## Textauszug:
-----

Drohende Rodung in Hannover: Die Verteidigung der Leinemasch

Das Landschaftsschutzgebiet könnte bald für eine Schnellstraße gerodet werden. Aktivist*innen richten eine Dauermahnwache ein, um Protest zu bündeln

  • Louisa Theresa Braun
  • Lesedauer: 4 Min.
Demonstration an der Leinemasch: Die Protestierenden wollen verhindern, dass der Wald einer Fahrbahnverbreiterung zum Opfer fällt.
Demonstration an der Leinemasch: Die Protestierenden wollen verhindern, dass der Wald einer Fahrbahnverbreiterung zum Opfer fällt.

Wenn in den kommenden Tagen oder Wochen Bagger in die Leinemasch rollen, werden Aktivist*innen zur Verteidigung des Waldes in Hannover bereitstehen. 13 Hektar Landschaftsschutzgebiet sollen nach den Plänen der niedersächsischen Landesregierung dem Ausbau einer Bundesstraße, des Südschnellwegs, weichen. Aktuell sind viele Waldwege vom Hochwasser überflutet, und es ist fraglich, ob in diesem Zustand schweres Gerät zur Rodung durch den Wald kommt. Doch die Saison, in der Bäume gefällt werden dürfen, geht nur noch bis Ende Februar. Nach Hinweisen der »Hannoverschen Allgemeinen Zeitung« könnten die Rodungsarbeiten in der zweiten Januarwoche starten.

-----

## Vorliegende Daten:
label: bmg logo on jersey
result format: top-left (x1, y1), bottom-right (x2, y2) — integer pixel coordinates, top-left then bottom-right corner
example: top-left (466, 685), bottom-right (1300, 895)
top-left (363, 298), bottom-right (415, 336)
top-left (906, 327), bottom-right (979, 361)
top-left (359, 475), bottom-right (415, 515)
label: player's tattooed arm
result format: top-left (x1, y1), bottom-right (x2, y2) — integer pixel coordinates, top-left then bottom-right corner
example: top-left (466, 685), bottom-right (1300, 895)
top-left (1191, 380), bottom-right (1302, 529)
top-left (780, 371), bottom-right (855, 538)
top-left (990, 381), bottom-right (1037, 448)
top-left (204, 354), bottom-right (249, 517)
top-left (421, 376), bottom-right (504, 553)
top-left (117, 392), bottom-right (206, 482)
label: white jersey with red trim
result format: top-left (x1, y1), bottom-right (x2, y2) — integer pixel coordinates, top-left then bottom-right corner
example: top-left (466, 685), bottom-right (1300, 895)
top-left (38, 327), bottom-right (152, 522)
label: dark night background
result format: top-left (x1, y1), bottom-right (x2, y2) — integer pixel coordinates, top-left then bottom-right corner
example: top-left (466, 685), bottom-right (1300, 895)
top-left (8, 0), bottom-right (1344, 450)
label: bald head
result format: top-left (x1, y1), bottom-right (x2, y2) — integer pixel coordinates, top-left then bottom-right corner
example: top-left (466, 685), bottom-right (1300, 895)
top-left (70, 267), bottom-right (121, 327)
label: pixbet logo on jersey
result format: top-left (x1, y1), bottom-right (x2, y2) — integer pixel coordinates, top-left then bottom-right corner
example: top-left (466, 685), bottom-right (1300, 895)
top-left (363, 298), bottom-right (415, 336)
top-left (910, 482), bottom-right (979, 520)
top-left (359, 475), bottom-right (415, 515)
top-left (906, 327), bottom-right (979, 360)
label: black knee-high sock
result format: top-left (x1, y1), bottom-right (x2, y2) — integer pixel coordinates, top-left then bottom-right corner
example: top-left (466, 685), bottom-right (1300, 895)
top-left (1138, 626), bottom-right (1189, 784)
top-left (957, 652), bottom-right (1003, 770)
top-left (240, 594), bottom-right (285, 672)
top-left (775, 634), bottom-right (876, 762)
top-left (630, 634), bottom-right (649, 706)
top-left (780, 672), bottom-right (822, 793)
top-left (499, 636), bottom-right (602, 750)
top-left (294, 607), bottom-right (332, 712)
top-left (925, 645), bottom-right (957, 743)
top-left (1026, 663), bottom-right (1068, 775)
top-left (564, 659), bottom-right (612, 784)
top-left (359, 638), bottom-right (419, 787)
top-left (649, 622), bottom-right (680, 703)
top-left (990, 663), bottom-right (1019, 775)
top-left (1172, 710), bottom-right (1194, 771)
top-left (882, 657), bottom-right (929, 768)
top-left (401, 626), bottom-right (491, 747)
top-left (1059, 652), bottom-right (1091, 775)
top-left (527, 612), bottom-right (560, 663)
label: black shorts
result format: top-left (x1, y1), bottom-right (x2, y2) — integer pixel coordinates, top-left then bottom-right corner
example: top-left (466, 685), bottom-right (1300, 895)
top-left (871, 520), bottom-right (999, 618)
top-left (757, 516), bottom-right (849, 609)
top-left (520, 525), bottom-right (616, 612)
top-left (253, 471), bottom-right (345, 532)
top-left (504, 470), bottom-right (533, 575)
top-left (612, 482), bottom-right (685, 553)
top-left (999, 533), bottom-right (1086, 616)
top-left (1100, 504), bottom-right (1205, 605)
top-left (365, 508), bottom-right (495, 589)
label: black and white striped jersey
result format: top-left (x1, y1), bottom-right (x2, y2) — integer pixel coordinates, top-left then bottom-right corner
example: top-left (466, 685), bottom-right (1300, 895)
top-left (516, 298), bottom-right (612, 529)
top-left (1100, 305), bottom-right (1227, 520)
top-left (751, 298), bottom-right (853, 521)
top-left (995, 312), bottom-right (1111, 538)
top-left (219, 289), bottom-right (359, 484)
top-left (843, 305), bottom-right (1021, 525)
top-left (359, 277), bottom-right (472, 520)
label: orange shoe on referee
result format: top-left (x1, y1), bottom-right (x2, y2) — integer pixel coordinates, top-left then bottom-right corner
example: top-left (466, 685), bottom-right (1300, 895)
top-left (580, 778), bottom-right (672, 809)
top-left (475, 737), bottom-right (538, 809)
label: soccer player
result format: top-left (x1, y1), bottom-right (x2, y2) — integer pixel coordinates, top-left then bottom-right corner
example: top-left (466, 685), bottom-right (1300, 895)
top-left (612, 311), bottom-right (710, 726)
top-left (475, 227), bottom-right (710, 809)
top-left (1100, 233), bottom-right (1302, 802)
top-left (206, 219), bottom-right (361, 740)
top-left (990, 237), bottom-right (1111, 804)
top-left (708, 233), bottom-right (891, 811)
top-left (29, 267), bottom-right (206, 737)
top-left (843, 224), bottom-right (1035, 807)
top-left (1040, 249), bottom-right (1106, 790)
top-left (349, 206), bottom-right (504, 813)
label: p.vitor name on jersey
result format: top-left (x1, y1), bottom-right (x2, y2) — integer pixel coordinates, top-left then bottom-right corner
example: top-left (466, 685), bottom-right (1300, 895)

-----

## Aufgabenliste:
a - Kopieren Sie aus dem Artikel über die Leinemasch den Abschnitt wörtlich, beginnend mit „Wenn in den“ und weiter bis einschließlich „zweiten Januarwoche starten.“.
b - Wie viele Hektar Landschaftsschutzgebiet sollen laut dem Artikel über die Leinemasch dem Ausbau des Südschnellwegs weichen?

## Antworten je Aufgabe:
a -
Wenn in den kommenden Tagen oder Wochen Bagger in die Leinemasch rollen, werden Aktivist*innen zur Verteidigung des Waldes in Hannover bereitstehen. 13 Hektar Landschaftsschutzgebiet sollen nach den Plänen der niedersächsischen Landesregierung dem Ausbau einer Bundesstraße, des Südschnellwegs, weichen. Aktuell sind viele Waldwege vom Hochwasser überflutet, und es ist fraglich, ob in diesem Zustand schweres Gerät zur Rodung durch den Wald kommt. Doch die Saison, in der Bäume gefällt werden dürfen, geht nur noch bis Ende Februar. Nach Hinweisen der »Hannoverschen Allgemeinen Zeitung« könnten die Rodungsarbeiten in der zweiten Januarwoche starten.

b - 13 Hektar Landschaftsschutzgebiet sollen dem Ausbau des Südschnellwegs weichen.